**Problems and tasks**
(1) According to the essay on the Boilermaker, how many runners lined up for the first race in 1978?
(2) Rewrite the part of the essay on the Boilermaker between "This expansion of" and "in another forty.", inclusive, putting "greatest" in place of "best".

**Exercise text**
..............................

In 1978, 876 runners lined up next to Utica Radiator in East Utica to participate in the first ever Boilermaker. It was a hellishly hot day. Among the masochists was my father, an area car dealer. He did not finish. He lost consciousness, fortunately near St. Luke’s Hospital on Burrstone Road. But to this day, my dad still talks about his participation and subsequent hospitalization in that first boilermaker with an immense sense of pride. That is because he was a foundational piece of something that would grow beyond Earle Reed’s wildest imagination. The following year, my dad crossed the finish line and ran a dozen more times while extolling to me the virtues of the race.
By the time I ran my first Boilermaker in 2004, the event had evolved into something that not even the most optimistic race pioneers could have imagined. My dad was right, it was infectious. The spectators, the music…the beer. It is now a massive community celebration, exceeding while simultaneously representing the humble city it calls home. It is a source of pride for all the people that are connected to this place: a place that holds onto its pride like a cold Utica Club. For the past decade, Utica was not my home but it remained my hometown. I’ve missed a few races but returning home in July for the Boilermaker has become an important tradition for my friends and I. It is a reunion for all of us who have been flung around the country by life.
Despite its growth, the Boilermaker’s evolution continues today. In 2014, Boilermaker headquarters relocated to West Utica with a simple yet ambitious goal in mind: take root in a community in need of a renaissance. This past summer, a dozen Utica students toiled in the dirt to create the Boilermaker Urban Garden or BUG as it is affectionately known. The area is known as a food desert, indicating a lack of access to affordable fruits and vegetables. Some of these young urban farmers had never tasted the food that they were now cultivating with their own hands. This program, sure to grow in coming years, is a key component of the Boilermaker Urban Initiative which is working to affect change at a grassroots level. The Boilermaker headquarters are also home to weekly yoga classes and will continue to serve, in the months and years to come, as a community rallying point for all forces of positive change in the city. In the spirit that the Boilermaker was founded, the possibilities are only limited by our self-imposed capacity for good.
This expansion of focus does not represent a “rebranding” for the Boilermaker. In its 40th year, the Boilermaker brand is stronger than it’s ever been. We are simply getting more ambitious, asking the question, “What can we do next?” The Boilermaker Road Race will forever and always be the country’s best road race. But why not be more than that? A lot has changed in forty years. Just imagine where we will be in another forty.

..............................

**Given entries**
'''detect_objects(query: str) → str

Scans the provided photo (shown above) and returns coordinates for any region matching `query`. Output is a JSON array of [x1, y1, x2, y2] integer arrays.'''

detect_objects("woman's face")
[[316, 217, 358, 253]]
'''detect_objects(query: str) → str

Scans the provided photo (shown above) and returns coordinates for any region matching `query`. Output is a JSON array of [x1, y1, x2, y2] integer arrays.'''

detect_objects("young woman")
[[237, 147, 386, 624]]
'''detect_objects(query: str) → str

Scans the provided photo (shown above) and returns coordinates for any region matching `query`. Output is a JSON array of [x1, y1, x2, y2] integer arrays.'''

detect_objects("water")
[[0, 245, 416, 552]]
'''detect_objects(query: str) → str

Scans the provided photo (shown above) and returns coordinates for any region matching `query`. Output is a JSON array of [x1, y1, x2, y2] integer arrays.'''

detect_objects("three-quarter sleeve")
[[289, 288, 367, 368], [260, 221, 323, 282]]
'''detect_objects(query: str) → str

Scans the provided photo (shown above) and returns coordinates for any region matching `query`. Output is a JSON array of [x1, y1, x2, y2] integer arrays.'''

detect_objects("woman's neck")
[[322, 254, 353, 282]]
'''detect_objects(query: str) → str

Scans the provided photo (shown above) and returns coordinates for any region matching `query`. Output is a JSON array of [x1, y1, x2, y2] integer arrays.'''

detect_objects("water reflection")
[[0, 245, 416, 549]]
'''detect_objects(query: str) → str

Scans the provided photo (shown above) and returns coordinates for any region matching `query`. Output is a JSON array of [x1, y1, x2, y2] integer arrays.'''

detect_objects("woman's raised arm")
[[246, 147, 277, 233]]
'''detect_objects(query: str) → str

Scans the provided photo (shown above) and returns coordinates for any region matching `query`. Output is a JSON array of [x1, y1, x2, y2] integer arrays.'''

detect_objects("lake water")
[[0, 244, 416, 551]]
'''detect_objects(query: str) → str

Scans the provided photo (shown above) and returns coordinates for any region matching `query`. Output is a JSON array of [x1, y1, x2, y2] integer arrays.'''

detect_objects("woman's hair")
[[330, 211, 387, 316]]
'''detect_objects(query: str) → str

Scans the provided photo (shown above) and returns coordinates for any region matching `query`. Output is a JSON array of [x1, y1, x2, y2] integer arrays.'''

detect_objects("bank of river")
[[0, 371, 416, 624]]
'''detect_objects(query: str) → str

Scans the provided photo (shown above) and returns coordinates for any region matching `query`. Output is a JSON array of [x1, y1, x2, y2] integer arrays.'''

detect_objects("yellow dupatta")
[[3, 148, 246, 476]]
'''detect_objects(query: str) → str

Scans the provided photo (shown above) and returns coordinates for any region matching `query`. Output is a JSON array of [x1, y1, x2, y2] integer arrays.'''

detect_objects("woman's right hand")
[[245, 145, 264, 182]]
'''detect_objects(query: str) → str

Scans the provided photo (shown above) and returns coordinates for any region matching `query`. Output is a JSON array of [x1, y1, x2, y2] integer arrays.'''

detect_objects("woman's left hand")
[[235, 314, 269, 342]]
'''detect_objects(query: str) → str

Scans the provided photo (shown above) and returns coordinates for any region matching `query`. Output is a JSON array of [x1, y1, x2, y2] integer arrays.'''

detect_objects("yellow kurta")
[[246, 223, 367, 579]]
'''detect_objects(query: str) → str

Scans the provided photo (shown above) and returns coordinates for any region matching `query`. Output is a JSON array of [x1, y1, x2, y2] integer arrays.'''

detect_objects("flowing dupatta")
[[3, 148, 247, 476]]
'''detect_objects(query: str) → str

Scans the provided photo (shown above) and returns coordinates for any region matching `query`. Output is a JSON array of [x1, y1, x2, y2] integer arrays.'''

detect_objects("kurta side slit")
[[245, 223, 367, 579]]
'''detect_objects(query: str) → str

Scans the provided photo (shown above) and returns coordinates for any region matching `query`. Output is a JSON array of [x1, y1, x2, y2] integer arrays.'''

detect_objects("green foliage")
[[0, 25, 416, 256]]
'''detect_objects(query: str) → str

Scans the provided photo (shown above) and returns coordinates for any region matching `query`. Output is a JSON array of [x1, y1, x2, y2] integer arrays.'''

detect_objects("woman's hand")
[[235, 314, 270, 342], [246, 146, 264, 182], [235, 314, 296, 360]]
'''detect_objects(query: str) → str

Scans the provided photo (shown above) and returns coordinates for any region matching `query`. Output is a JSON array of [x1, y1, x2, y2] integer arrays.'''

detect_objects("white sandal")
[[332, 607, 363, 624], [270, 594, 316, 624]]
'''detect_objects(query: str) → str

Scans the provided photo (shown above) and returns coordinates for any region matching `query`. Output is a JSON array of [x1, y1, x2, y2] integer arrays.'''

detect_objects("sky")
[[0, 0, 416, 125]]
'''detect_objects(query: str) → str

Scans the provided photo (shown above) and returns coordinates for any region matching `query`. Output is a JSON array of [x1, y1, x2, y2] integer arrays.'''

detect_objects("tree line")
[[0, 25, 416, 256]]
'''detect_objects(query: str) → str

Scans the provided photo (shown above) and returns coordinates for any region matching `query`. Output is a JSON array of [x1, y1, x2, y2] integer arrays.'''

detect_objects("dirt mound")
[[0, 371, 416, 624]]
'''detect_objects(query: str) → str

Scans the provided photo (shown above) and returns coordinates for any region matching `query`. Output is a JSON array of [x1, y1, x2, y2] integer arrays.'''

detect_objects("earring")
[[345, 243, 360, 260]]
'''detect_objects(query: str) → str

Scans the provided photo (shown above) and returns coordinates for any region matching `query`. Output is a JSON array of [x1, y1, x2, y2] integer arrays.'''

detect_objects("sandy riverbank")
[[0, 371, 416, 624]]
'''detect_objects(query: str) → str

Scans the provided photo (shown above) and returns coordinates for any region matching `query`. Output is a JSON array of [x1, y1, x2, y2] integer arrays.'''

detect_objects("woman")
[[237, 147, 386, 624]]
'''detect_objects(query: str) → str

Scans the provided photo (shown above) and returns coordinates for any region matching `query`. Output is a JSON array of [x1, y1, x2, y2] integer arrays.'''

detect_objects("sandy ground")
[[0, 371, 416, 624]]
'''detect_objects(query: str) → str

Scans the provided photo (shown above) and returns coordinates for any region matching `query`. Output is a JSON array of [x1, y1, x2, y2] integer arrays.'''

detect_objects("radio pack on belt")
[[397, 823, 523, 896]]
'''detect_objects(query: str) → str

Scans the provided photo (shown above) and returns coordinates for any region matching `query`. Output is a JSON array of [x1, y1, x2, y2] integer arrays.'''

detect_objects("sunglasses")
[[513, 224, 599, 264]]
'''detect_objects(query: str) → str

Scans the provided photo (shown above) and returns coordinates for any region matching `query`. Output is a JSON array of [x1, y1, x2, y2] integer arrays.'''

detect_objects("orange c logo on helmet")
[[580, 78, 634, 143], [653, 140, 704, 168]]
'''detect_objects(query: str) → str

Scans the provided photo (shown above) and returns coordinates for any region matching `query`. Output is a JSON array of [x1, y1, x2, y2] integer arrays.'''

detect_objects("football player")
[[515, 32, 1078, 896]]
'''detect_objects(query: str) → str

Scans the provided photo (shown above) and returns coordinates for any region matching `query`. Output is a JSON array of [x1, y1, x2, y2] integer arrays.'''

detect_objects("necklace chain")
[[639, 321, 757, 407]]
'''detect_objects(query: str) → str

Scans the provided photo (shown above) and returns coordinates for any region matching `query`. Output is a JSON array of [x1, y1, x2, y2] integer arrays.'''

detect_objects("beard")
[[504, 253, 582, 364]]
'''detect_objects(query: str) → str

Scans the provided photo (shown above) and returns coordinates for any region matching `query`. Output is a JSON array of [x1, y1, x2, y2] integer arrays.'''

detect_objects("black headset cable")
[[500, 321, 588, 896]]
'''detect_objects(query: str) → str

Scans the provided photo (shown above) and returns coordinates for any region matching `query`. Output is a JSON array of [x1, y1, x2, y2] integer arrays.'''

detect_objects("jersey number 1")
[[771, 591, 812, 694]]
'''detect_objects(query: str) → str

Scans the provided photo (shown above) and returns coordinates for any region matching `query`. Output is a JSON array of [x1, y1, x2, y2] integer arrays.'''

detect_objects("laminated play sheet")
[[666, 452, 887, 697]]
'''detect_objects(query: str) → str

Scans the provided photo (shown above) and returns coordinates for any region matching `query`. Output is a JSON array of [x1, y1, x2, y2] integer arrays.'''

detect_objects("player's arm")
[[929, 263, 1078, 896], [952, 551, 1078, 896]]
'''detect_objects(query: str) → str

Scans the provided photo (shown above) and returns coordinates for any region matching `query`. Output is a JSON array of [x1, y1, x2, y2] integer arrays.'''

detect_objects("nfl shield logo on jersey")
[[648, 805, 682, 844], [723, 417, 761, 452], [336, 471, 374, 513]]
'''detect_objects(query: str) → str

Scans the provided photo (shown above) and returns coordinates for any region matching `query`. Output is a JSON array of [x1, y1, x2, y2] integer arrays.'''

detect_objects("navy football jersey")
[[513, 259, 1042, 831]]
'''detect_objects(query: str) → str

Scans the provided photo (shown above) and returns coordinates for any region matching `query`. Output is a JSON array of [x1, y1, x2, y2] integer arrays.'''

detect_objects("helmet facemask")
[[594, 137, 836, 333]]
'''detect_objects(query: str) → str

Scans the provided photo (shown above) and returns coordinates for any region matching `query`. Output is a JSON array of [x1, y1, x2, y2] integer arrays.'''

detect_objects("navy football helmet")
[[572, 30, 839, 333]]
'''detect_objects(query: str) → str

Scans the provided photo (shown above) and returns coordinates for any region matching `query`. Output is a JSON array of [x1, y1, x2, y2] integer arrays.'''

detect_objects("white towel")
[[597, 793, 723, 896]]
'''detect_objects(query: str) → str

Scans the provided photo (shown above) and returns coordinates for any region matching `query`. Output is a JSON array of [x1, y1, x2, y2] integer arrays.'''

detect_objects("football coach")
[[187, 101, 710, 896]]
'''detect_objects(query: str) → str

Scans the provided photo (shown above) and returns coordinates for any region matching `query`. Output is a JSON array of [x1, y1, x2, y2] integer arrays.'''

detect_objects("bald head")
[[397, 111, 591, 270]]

..............................

**Task responses**
(1) 876 runners lined up for the first Boilermaker in 1978.

(2)
This expansion of focus does not represent a “rebranding” for the Boilermaker. In its 40th year, the Boilermaker brand is stronger than it’s ever been. We are simply getting more ambitious, asking the question, “What can we do next?” The Boilermaker Road Race will forever and always be the country’s greatest road race. But why not be more than that? A lot has changed in forty years. Just imagine where we will be in another forty.